▶ _Selected passage_
Following surgery to repair damaged knee cartilage, patients are moved to the recovery room until the effects of the anesthetic wear off. Minimally-invasive surgeries like knee arthroscopy typically allow individuals to return home on the same day as their operation, but more extensive repairs involving open surgery could require a few days of clinical care and observation.
After being discharged, patients will need crutches in the first 2-6 weeks of their recovery to reduce weight bearing on their operated knee. Symptom management is similar to conservative treatment and includes:
Some patients may require a cast or brace to keep the knee immobile, and maintaining an adequate weight is vital for relieving stress on the joint. Novel regenerative treatments such as platelet-rich plasma, exosome, or stem cell injections can help patients recover faster by stimulating new cell growth.
Patients can typically return to non-strenuous activities and sedentary occupations after about 6 weeks. Physical therapy and rehabilitation are essential to healing and regaining proper knee function, but the recovery time will vary for every person, according to the type of repair.
Patients that undergo osteochondral allograft or autograft procedures are usually cleared after about 6 months, while autologous chondrocyte implantation and microfractures could require 12-16 months to recuperate. Professional athletes and active individuals should use supportive braces for a few months after being cleared to avoid reinjures and future repairs.

▶ _What to produce_
Judge whether each statement agrees with the passage on knee cartilage surgery recovery, answering yes or no and quoting the deciding words from it. (a) Knee arthroscopy usually lets patients go home on the day of the operation. (b) Patients need crutches for the first 2-6 months of recovery. (c) Patients who have autologous chondrocyte implantation are usually cleared after about 6 months. The listing below was taken from a source unrelated to the passage on knee cartilage surgery recovery.

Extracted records
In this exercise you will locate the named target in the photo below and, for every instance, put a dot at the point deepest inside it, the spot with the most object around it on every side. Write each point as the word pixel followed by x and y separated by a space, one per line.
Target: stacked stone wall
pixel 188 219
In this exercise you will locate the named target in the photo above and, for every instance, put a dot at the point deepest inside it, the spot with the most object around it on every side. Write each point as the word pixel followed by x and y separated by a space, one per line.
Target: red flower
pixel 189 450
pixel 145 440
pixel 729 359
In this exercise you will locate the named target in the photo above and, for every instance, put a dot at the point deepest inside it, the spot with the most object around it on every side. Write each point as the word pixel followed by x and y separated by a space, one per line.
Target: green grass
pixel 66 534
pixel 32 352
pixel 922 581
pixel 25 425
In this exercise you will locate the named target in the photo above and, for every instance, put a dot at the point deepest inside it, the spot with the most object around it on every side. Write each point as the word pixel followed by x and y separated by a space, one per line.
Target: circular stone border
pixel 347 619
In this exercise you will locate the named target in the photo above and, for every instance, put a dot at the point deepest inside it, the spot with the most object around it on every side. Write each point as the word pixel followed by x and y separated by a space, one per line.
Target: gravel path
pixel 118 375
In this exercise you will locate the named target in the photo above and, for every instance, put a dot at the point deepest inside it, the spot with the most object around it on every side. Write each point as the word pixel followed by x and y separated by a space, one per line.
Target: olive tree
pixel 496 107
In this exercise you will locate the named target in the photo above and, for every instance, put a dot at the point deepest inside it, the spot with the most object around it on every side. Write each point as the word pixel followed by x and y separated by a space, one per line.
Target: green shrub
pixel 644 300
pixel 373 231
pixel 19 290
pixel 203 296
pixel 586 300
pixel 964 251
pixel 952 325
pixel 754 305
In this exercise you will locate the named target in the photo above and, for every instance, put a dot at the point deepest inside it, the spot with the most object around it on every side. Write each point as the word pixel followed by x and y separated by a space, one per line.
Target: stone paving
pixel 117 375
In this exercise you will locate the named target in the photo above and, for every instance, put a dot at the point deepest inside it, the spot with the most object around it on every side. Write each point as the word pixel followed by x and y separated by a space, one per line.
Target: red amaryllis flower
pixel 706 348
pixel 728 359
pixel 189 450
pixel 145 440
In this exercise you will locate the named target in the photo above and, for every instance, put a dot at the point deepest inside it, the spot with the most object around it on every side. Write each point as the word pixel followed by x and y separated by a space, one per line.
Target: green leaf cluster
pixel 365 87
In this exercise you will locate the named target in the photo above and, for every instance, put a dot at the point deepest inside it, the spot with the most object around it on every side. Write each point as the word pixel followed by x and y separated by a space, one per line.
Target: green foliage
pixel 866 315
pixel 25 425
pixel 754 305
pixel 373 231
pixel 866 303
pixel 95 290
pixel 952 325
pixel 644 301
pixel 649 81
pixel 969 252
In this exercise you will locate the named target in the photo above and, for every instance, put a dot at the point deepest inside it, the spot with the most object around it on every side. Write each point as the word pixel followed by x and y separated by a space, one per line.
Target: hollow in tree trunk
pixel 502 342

▶ _Response area_
(a) Yes: "Minimally-invasive surgeries like knee arthroscopy typically allow individuals to return home on the same day as their operation"
(b) No: "patients will need crutches in the first 2-6 weeks of their recovery"
(c) No: "autologous chondrocyte implantation and microfractures could require 12-16 months to recuperate"